§ **EXERCISE OBJECTIVE**
Pull each line with the string "large" from the entries.

- - -

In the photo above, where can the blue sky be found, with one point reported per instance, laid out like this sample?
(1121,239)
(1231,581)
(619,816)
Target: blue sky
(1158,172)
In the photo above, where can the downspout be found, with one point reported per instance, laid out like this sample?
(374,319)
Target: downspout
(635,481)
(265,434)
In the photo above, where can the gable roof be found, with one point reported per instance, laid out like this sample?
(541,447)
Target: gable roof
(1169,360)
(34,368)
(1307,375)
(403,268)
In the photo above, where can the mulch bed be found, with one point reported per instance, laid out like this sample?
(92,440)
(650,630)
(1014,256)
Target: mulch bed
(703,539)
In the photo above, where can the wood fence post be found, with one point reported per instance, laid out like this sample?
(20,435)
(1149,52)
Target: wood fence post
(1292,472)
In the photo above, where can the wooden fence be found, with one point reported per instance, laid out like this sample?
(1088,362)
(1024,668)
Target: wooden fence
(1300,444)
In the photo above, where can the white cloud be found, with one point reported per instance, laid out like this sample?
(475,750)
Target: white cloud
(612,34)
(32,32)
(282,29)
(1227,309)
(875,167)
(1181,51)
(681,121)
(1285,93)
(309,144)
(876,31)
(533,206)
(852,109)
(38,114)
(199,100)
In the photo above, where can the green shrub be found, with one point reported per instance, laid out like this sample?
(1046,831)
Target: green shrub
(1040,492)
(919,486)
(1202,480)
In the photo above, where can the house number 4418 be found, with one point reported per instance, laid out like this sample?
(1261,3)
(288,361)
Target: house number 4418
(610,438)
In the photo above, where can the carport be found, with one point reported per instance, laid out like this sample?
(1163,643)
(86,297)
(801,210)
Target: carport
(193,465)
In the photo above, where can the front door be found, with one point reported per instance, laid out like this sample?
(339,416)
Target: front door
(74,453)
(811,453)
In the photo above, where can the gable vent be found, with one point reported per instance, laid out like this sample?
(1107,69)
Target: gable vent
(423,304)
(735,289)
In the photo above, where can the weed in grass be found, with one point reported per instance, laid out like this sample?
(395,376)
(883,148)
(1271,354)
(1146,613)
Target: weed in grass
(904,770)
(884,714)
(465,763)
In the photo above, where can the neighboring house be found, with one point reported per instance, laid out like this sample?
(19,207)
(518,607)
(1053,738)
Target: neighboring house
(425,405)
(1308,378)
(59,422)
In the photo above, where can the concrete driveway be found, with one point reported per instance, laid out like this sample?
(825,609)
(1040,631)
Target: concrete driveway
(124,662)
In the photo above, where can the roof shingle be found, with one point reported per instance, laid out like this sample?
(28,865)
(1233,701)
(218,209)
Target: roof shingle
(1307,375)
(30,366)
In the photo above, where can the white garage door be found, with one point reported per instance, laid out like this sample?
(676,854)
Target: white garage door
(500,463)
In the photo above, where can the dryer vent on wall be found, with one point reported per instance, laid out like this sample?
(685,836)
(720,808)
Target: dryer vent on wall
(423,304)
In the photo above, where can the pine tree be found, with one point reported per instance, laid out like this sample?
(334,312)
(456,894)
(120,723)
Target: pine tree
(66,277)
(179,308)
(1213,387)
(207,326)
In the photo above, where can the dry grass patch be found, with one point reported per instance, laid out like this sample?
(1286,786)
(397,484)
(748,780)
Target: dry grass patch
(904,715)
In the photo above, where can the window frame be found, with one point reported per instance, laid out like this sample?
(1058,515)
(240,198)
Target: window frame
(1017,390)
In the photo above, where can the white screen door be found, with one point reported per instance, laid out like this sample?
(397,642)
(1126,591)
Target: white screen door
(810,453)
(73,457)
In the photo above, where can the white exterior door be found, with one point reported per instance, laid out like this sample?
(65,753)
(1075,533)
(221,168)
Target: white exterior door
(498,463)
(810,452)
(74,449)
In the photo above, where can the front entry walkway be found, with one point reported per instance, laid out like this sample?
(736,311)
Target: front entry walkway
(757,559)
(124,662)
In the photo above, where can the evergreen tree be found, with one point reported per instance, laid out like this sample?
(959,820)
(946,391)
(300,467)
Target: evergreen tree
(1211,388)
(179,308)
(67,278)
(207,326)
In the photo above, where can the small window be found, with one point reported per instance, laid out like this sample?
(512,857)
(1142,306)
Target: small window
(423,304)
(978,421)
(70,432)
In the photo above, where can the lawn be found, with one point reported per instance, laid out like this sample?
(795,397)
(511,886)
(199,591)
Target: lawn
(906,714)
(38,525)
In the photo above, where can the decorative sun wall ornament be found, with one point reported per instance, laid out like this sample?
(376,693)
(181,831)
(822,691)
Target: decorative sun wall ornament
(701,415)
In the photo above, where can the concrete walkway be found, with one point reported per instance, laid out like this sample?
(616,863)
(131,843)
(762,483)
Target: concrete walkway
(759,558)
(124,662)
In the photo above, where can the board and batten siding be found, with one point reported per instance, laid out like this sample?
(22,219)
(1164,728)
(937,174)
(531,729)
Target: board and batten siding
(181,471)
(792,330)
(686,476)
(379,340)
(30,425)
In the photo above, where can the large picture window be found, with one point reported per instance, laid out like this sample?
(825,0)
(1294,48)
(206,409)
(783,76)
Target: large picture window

- - -

§ **RESPONSE AREA**
In the photo above, where can the large picture window be found, with one point reported per instance, laid out like this sample?
Target: large picture window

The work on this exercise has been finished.